Well, close, but not exactly. The fine arose from export of bubonic plague toxins to Tanzania where, like coal in Newcastle, bubonic plague (both in the wild and in the laboratory) is plentiful.
In the September 14 Federal Register, the BIS announced that it had reached a settlement with Dr. Thomas Butler relating to BIS charges that Dr. Butler had exported vials of bubonic plague to Tanzania without a license. Under the settlement agreement Dr. Butler agreed to pay $34,700 in penalties. Additionally he consented to losing his export privileges for 10 years.
This represents what is probably the final chapter in the Dr. Butler’s saga with the Federal Government which began in January 2003, when he reported that vials of bubonic plague that had been in his research laboratory at Texas Tech University had gone missing. Although the fate of those vials was never determined, Dr. Butler was charged with a number of unrelated offenses arising out of the investigation of the missing vials. In December 2003, the jury dismissed most of the criminal charges against Dr. Butler; it did, however, uphold a criminal export violation charge arising out of the shipment of vials of bubonic plague to Tanzania.
Dr. Butler was sentenced to 2 years in jail on the export violation charge, a sentence which he completed after 19 months in November 2005. In addition, Dr. Butler lost his medical license and his tenured teaching position at Texas Tech. That, however, wasn’t apparently enough in the view of BIS, which piled on the additional civil penalties after Dr. Butler was released from jail.

# [ACTIVITIES]
1. Please rewrite the bubonic plague export passage from "Well, close, but" to "for 10 years.", changing "Tanzania" to "Uganda".
2. Write what comes next in the bubonic plague export passage, starting after its last sentence.

# [EXTRACTED RECORDS]

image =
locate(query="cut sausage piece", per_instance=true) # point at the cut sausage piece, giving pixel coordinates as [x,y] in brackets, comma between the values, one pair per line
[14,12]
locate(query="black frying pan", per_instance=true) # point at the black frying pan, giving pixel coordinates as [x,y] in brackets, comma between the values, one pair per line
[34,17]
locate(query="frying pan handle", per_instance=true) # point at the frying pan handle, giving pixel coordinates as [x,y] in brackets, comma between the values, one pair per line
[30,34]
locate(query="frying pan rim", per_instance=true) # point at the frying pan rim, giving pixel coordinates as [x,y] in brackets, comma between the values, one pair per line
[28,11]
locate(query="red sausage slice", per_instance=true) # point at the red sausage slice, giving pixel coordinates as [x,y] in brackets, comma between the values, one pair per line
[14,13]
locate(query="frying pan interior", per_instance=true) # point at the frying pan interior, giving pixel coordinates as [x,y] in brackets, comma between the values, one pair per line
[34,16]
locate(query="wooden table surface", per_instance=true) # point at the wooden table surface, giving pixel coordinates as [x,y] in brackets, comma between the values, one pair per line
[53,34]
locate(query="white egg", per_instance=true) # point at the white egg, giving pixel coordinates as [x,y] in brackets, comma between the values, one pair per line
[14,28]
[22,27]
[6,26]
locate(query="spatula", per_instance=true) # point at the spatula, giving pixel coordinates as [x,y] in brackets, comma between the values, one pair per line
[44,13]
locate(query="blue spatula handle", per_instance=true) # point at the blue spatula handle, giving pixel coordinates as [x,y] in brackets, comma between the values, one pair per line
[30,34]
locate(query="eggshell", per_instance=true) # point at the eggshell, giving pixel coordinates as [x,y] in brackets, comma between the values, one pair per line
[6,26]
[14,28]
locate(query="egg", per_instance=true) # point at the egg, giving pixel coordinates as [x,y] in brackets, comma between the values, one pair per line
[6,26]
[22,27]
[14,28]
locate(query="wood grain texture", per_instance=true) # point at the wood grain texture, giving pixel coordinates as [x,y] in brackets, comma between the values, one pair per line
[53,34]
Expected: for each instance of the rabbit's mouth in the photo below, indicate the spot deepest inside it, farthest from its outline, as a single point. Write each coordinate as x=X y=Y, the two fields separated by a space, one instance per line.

# [RESPONSES BY TASK]
1.
Well, close, but not exactly. The fine arose from export of bubonic plague toxins to Uganda where, like coal in Newcastle, bubonic plague (both in the wild and in the laboratory) is plentiful.
In the September 14 Federal Register, the BIS announced that it had reached a settlement with Dr. Thomas Butler relating to BIS charges that Dr. Butler had exported vials of bubonic plague to Uganda without a license. Under the settlement agreement Dr. Butler agreed to pay $34,700 in penalties. Additionally he consented to losing his export privileges for 10 years.

2.
At the sentencing hearing on the criminal charge, Dr. Butler stated that the vials that he shipped to Tanzania belonged to the Government of Tanzania which had released them to him on condition that they be returned. Additionally, there was expert testimony — reasonable in my view — that BIS would have routinely granted a license to export the vials of bubonic plague to Tanzania given the widespread availability in Tanzania of isolated strains of bubonic plague. Neither of these are, of course, a defense, but they both raise the question of why BIS would continue to pursue the matter after a 2-year prison term had already been imposed by the court.
The Federal Government’s treatment of Dr. Butler has been widely criticized by the scientific community which has argued that the harsh treatment accorded to him would deter other scientists and physicians from engaging in research to provide treatments for germs that could be used as agents of biological warfare. See the complete chronology of Dr. Butler’s case as maintained here by the federation of American Scientists. The Cleveland Plain Dealer also published an excellent and informative 7-part series on Dr. Butler.